## Provided information
• • • • •
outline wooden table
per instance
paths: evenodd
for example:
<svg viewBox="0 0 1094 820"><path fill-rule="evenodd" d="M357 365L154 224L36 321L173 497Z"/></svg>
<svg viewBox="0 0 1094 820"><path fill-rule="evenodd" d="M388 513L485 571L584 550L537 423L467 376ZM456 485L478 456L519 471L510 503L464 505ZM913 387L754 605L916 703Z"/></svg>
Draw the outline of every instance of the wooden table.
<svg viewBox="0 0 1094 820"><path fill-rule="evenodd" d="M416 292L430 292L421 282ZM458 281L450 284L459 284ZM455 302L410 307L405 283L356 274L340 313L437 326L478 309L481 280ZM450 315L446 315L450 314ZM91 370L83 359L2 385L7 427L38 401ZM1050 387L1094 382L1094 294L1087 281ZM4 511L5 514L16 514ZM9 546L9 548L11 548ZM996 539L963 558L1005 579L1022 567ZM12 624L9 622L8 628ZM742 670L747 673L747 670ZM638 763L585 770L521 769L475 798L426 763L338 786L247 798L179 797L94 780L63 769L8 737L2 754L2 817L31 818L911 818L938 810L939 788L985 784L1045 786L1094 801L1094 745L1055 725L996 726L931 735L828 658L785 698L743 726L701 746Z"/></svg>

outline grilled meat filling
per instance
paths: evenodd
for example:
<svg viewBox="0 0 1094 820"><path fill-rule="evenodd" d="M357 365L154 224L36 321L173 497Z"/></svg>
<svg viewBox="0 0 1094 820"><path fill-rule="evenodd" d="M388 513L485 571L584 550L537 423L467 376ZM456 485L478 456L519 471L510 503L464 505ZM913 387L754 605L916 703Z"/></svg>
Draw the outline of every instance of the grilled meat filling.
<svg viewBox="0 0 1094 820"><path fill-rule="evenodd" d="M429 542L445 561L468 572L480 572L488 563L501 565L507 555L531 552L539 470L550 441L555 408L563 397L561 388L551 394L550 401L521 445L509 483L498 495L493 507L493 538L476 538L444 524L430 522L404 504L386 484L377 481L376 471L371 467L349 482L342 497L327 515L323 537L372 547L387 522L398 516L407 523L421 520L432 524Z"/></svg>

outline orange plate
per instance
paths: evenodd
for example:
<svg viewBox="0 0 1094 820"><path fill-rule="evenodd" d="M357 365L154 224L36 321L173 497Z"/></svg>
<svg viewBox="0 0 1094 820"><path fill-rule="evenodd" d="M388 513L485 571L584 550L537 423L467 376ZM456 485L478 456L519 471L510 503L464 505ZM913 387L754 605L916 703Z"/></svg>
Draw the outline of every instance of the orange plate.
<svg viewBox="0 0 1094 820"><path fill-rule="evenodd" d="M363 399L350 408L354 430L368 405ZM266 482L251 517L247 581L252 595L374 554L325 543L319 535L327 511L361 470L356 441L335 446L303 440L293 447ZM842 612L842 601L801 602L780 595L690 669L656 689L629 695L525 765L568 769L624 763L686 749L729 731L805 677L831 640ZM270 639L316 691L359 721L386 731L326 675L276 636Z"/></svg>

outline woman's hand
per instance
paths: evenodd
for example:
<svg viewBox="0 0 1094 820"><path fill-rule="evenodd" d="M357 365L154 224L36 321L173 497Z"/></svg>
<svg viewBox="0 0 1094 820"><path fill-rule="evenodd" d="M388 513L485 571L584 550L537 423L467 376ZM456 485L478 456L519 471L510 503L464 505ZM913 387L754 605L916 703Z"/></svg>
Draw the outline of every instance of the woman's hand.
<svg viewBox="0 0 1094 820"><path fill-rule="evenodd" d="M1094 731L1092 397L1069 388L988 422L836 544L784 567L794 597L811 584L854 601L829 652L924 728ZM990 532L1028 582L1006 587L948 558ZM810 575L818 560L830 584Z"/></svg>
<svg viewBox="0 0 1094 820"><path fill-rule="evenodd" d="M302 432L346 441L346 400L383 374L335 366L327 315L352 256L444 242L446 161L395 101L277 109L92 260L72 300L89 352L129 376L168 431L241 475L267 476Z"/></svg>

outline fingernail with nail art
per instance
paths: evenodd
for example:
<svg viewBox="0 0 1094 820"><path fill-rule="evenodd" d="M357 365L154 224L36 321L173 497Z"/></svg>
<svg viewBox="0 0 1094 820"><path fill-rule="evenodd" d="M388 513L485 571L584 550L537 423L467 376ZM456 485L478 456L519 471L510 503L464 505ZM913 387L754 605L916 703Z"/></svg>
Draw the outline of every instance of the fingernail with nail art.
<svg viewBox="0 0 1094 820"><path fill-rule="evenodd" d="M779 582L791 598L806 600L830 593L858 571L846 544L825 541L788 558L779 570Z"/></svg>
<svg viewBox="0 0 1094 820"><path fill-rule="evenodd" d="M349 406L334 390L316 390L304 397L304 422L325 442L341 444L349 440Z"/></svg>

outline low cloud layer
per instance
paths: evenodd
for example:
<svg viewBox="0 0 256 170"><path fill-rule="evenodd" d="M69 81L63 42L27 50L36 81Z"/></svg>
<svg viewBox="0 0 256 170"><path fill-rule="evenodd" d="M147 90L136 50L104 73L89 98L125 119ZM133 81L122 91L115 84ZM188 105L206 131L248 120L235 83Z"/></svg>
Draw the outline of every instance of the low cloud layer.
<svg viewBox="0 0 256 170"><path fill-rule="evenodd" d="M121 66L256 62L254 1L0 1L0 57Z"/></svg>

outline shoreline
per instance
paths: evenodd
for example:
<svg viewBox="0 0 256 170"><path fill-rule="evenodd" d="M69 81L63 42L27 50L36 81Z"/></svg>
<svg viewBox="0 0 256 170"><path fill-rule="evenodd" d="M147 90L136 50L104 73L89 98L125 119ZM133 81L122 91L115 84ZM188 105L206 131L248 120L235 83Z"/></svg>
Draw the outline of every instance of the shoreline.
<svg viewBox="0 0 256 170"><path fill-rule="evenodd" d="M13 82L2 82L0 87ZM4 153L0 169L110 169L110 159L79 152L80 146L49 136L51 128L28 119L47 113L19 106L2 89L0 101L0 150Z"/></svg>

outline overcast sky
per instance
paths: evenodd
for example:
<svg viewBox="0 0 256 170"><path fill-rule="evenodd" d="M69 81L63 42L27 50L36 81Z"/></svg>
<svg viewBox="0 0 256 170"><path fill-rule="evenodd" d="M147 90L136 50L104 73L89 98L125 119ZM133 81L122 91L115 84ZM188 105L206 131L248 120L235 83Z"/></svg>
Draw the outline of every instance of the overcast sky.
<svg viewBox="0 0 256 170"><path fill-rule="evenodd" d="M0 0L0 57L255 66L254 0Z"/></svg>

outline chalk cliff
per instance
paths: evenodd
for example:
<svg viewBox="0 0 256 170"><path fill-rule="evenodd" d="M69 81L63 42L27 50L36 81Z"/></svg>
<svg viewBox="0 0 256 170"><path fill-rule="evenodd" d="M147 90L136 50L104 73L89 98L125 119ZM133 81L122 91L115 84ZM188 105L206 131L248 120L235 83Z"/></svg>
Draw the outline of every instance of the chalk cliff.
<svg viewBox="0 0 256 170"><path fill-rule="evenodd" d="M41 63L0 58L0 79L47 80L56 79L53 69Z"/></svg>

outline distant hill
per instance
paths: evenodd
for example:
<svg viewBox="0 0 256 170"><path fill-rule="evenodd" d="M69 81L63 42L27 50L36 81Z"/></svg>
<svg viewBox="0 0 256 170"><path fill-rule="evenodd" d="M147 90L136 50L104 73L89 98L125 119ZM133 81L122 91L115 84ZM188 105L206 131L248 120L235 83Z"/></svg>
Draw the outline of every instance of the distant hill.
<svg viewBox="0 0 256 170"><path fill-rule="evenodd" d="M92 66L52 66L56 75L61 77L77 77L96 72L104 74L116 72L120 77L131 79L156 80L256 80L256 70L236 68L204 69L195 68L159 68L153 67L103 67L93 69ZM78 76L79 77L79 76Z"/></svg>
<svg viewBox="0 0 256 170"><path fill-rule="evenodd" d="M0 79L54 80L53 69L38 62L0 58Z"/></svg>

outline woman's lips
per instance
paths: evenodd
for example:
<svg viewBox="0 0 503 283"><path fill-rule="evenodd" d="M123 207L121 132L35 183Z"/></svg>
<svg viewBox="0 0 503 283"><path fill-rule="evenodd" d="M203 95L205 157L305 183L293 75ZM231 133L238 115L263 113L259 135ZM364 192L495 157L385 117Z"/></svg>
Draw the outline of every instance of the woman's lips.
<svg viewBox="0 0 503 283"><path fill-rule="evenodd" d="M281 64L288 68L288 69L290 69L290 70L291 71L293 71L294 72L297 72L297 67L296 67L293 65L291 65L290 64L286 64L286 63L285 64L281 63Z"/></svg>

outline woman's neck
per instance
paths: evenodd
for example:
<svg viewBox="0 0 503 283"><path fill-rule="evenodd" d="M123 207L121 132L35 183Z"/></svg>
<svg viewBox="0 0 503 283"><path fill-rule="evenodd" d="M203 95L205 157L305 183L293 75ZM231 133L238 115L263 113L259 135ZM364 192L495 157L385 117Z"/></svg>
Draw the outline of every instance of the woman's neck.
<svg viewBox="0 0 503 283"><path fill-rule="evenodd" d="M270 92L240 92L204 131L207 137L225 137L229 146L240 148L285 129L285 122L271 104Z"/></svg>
• • • • •
## Directions
Reproduce verbatim the lines of the records above, from the line containing "outline overcast sky" to the line containing "0L0 57L255 66L254", including both of those lines.

## The solution
outline overcast sky
per instance
paths: evenodd
for example:
<svg viewBox="0 0 256 170"><path fill-rule="evenodd" d="M69 81L63 42L27 50L36 81Z"/></svg>
<svg viewBox="0 0 256 170"><path fill-rule="evenodd" d="M147 90L136 50L104 73L89 98L125 119ZM133 81L122 91L115 84ZM188 105L206 131L248 120L235 83Z"/></svg>
Draw the outline of every instance of the overcast sky.
<svg viewBox="0 0 256 170"><path fill-rule="evenodd" d="M0 0L0 57L255 66L254 0Z"/></svg>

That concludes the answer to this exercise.